Dataset entries:
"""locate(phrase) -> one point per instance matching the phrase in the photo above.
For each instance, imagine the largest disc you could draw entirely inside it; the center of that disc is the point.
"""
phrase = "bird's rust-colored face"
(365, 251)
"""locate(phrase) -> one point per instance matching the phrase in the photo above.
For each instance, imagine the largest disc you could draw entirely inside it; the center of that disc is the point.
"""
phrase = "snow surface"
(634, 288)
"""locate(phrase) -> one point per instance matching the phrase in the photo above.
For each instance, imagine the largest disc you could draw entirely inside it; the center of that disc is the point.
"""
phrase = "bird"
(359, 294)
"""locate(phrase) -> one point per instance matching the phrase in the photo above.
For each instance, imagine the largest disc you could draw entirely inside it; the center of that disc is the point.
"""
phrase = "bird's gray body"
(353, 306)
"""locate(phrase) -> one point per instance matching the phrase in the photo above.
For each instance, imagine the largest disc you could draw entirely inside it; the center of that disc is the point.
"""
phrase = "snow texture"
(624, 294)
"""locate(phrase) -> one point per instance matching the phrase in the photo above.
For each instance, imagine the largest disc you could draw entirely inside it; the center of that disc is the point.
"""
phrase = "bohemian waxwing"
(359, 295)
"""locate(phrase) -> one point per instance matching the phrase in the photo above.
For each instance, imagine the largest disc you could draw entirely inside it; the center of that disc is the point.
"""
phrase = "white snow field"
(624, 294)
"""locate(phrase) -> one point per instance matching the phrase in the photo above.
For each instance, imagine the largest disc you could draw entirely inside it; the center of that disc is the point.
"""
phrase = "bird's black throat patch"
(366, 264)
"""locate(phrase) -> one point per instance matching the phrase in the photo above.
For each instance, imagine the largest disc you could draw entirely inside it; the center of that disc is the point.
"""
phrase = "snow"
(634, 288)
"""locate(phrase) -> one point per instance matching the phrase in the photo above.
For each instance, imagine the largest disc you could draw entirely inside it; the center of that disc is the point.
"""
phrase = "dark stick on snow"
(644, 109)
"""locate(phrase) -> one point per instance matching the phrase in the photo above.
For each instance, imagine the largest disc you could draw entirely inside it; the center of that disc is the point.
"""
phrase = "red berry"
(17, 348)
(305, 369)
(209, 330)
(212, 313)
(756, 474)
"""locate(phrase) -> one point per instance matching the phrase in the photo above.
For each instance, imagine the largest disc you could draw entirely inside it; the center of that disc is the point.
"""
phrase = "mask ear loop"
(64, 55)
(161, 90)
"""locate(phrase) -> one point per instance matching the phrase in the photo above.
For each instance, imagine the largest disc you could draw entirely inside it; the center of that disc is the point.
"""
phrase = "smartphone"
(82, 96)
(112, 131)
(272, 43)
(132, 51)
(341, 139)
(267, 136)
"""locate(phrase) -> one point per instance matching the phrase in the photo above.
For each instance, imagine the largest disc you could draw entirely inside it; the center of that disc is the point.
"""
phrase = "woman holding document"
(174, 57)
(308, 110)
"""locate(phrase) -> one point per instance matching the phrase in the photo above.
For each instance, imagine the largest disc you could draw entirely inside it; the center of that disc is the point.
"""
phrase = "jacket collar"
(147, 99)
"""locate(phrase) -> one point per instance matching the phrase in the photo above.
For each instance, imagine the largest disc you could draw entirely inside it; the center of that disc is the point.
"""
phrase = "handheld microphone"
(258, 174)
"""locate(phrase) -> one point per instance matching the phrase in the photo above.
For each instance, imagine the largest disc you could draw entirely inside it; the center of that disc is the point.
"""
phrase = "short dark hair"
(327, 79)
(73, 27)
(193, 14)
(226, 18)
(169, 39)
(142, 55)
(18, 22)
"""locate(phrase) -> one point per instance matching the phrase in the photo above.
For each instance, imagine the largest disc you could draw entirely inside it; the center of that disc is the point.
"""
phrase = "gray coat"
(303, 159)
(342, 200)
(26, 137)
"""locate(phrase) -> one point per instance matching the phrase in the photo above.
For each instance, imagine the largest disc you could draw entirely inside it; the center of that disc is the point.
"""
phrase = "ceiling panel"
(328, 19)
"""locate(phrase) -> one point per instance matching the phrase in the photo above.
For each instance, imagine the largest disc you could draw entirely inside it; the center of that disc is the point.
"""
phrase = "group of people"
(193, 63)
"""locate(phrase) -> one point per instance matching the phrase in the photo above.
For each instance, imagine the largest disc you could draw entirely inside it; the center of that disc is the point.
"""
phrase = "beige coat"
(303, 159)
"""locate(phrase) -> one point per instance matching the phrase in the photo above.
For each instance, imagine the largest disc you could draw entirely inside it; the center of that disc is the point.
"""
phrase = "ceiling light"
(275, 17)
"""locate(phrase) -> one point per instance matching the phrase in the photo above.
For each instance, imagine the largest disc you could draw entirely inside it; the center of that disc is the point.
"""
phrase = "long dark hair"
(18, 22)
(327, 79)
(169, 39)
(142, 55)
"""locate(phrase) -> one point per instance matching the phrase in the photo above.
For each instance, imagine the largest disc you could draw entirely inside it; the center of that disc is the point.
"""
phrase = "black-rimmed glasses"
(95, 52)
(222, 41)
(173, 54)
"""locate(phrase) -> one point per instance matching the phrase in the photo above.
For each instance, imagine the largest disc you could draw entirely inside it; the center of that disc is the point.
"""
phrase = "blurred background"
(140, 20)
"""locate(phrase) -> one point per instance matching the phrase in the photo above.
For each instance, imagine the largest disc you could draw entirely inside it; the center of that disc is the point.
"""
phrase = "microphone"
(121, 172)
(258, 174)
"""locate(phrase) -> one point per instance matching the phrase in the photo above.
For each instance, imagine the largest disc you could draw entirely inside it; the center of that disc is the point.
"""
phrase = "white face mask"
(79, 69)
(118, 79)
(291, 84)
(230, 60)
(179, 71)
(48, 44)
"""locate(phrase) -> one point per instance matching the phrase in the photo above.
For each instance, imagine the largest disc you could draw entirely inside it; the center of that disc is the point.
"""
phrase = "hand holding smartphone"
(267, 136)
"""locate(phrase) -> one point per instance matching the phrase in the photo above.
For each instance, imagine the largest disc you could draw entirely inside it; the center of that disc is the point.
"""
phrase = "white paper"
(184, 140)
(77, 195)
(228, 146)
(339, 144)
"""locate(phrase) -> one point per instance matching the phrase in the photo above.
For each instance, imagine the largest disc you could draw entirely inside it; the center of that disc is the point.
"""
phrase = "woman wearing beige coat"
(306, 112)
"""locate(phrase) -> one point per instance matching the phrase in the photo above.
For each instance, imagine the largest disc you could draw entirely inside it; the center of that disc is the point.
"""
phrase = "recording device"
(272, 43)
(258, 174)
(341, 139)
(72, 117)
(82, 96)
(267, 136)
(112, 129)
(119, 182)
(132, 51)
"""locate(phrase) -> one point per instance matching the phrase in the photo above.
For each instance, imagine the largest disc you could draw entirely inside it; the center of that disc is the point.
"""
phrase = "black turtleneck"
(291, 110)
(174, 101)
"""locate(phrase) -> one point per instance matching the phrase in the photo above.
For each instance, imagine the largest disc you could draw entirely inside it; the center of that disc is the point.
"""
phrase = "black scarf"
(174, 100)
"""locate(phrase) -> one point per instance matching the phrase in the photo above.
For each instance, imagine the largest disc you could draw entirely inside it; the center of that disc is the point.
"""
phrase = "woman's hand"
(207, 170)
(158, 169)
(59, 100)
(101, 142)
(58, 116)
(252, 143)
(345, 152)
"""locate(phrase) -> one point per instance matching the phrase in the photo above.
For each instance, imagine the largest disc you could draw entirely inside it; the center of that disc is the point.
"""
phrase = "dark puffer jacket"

● What the task requires: Go through the records above and set each one down exactly, please.

● Right answer:
"""locate(phrase) -> one point per instance matching the phrase in the photo above.
For each instance, imagine the largest disc you could draw entirely inside it; the center of that disc is the point.
"""
phrase = "bird's rust-colored face"
(365, 251)
"""locate(phrase) -> one point per instance matching the phrase in the photo above.
For each instance, imagine the largest disc you could draw entirely inside it; the center of that disc is the point.
"""
phrase = "snow surface"
(634, 288)
"""locate(phrase) -> one point per instance matching the phrase in the photo above.
For each instance, imagine the largest disc you could draw entirely inside it; the center of that disc is the point.
"""
phrase = "bird"
(359, 294)
"""locate(phrase) -> one point per instance matching the phrase in the photo above.
For each instance, imagine the largest disc you could draw entirely inside it; the center of that disc is the point.
"""
phrase = "bird's gray body"
(353, 306)
"""locate(phrase) -> one point per instance matching the phrase in the photo above.
For each instance, imagine the largest disc you could draw entirely inside it; the center of that disc is the point.
"""
phrase = "snow texture"
(624, 294)
"""locate(phrase) -> one point per instance matching the phrase in the photo above.
For each instance, imagine the largest disc you could draw entirely inside it; the center of that disc is the point.
"""
phrase = "bohemian waxwing"
(359, 295)
"""locate(phrase) -> one point per instance matching the phrase in the photo above.
For each instance, imagine the largest disc you could draw entirely inside it; the center of that disc is the point.
"""
phrase = "white snow field"
(624, 294)
"""locate(phrase) -> one point per instance matching the phrase in the photo above.
For each instance, imagine the largest disc you could draw entirely inside it; the center of that disc is the point.
"""
phrase = "bird's black throat patch"
(366, 264)
"""locate(phrase) -> one point per instance matching the phrase in the photo above.
For each instance, imagine the largest disc you could draw entirely inside it; the center of that disc is the point.
"""
phrase = "snow"
(634, 288)
"""locate(phrase) -> one point per instance matching the phrase in the photo above.
For each instance, imagine the largest disc you could draw entirely inside it; the center of that disc is the point.
"""
phrase = "dark stick on snow"
(644, 109)
"""locate(phrase) -> one point per instance matching the phrase in the photo above.
For each instance, imagine the largest disc you could draw entirely inside it; the center of that disc is the point.
"""
phrase = "red berry"
(17, 348)
(305, 369)
(209, 330)
(212, 313)
(756, 474)
"""locate(phrase) -> one point per instance matching the phrase in the photo above.
For each instance, imagine the largest disc you could draw entirely inside it; the center of that disc is the point.
"""
phrase = "mask ear loop"
(64, 55)
(161, 90)
"""locate(phrase) -> one point per instance matching the phrase in the photo above.
For each instance, imagine the largest disc you could draw entirely inside it; the center of that disc is the point.
"""
phrase = "smartphone"
(82, 96)
(112, 131)
(272, 43)
(132, 51)
(341, 139)
(267, 136)
"""locate(phrase) -> one point per instance matching the phrase in the photo above.
For each instance, imagine the largest disc you could draw entirely inside it; the center of that disc is the point.
"""
phrase = "woman holding document"
(174, 57)
(308, 110)
"""locate(phrase) -> one point per instance matching the phrase in the photo above.
For each instance, imagine the largest disc you could draw entirely inside it; the center of that disc is the point.
"""
phrase = "jacket collar"
(147, 99)
"""locate(phrase) -> one point per instance matching the phrase in the photo above.
For each instance, imagine the largest disc you could draw entirely inside it; the center of that disc is the point.
"""
phrase = "handheld microphone"
(258, 174)
"""locate(phrase) -> one point per instance matching the phrase in the photo above.
For each instance, imagine the largest disc you could draw entirely inside it; the center of that disc is the point.
"""
phrase = "short dark hair"
(327, 79)
(73, 27)
(193, 14)
(226, 18)
(169, 39)
(142, 55)
(18, 22)
"""locate(phrase) -> one point per instance matching the phrase in the photo above.
For each instance, imagine the largest disc you could draw entirely inside it; the center of that disc is the point.
"""
phrase = "gray coat"
(303, 159)
(342, 200)
(26, 137)
"""locate(phrase) -> one point per instance matching the phrase in the photo above.
For each instance, imagine the largest disc you could draw entirely inside it; the center of that disc is the point.
"""
phrase = "ceiling panel"
(328, 19)
"""locate(phrase) -> one point per instance matching the phrase in the photo above.
For each instance, imagine the largest disc you could draw entirely inside it; the center of that disc is the point.
"""
phrase = "group of people"
(193, 63)
"""locate(phrase) -> one point per instance matching the phrase in the photo above.
For each instance, imagine the largest disc you could draw entirely inside it; the center of that disc is the point.
"""
phrase = "beige coat"
(303, 159)
"""locate(phrase) -> one point per instance matching the phrase in the photo above.
For each instance, imagine the largest disc you could draw entirely inside it; the center of that disc is the point.
"""
phrase = "ceiling light"
(275, 17)
"""locate(phrase) -> one point per instance matching the phrase in the photo above.
For each instance, imagine the largest disc you could draw entirely inside it; the center of that disc is the point.
"""
phrase = "long dark hair"
(18, 22)
(327, 79)
(169, 39)
(142, 55)
"""locate(phrase) -> one point per instance matching the phrase in the photo above.
For each instance, imagine the largest disc you could draw entirely inside it; the center of that disc is the point.
"""
phrase = "black-rimmed glasses"
(95, 52)
(222, 41)
(173, 54)
"""locate(phrase) -> one point per instance matching the phrase in the photo above.
For each instance, imagine the largest disc you could draw entirely inside it; the center of that disc is the point.
"""
phrase = "blurred background"
(140, 20)
"""locate(phrase) -> one point per instance matching the phrase in the photo above.
For each instance, imagine the largest disc you could draw entirely inside it; the center of that disc is the point.
"""
phrase = "microphone"
(121, 172)
(258, 174)
"""locate(phrase) -> one point per instance matching the phrase in the photo above.
For each instance, imagine the largest disc you could draw entirely inside it; the center of that disc is the point.
"""
phrase = "white face mask"
(79, 69)
(118, 79)
(291, 84)
(230, 60)
(179, 71)
(48, 44)
"""locate(phrase) -> one point per instance matching the phrase in the photo above.
For each instance, imagine the largest disc you could draw entirely inside it; the center of that disc is the point.
"""
phrase = "hand holding smartphone"
(267, 136)
"""locate(phrase) -> one point per instance matching the phrase in the photo above.
For each instance, imagine the largest disc you could draw entirely inside it; the center of that disc is the point.
"""
phrase = "white paper"
(184, 140)
(77, 195)
(228, 146)
(339, 144)
"""locate(phrase) -> one point per instance matching the phrase in the photo above.
For each instance, imagine the largest disc you could draw entirely inside it; the center of that disc is the point.
"""
phrase = "woman wearing beige coat"
(306, 112)
"""locate(phrase) -> one point per instance matching the phrase in the photo above.
For each instance, imagine the largest disc you could draw entirely inside it; the center of that disc is the point.
"""
phrase = "recording device"
(272, 43)
(258, 174)
(341, 139)
(72, 117)
(82, 96)
(267, 136)
(112, 129)
(119, 182)
(132, 51)
"""locate(phrase) -> one point per instance matching the phrase in the photo above.
For each instance, imagine the largest disc you could draw entirely inside it; the center of that disc is the point.
"""
phrase = "black turtleneck"
(291, 110)
(174, 101)
"""locate(phrase) -> one point per instance matching the phrase in the photo above.
For each instance, imagine the largest disc you could draw entirely inside it; the center of that disc is the point.
"""
phrase = "black scarf"
(174, 100)
"""locate(phrase) -> one point per instance matching the phrase in the photo above.
For each instance, imagine the largest disc you could draw entirely inside it; the center of that disc is the point.
"""
phrase = "woman's hand"
(207, 170)
(158, 169)
(59, 100)
(101, 142)
(58, 116)
(252, 143)
(345, 152)
"""locate(phrase) -> one point per instance matching the phrase in the photo above.
For each instance, imagine the largest disc you could draw entirely inside it; the center of that disc is the point.
"""
phrase = "dark puffer jacket"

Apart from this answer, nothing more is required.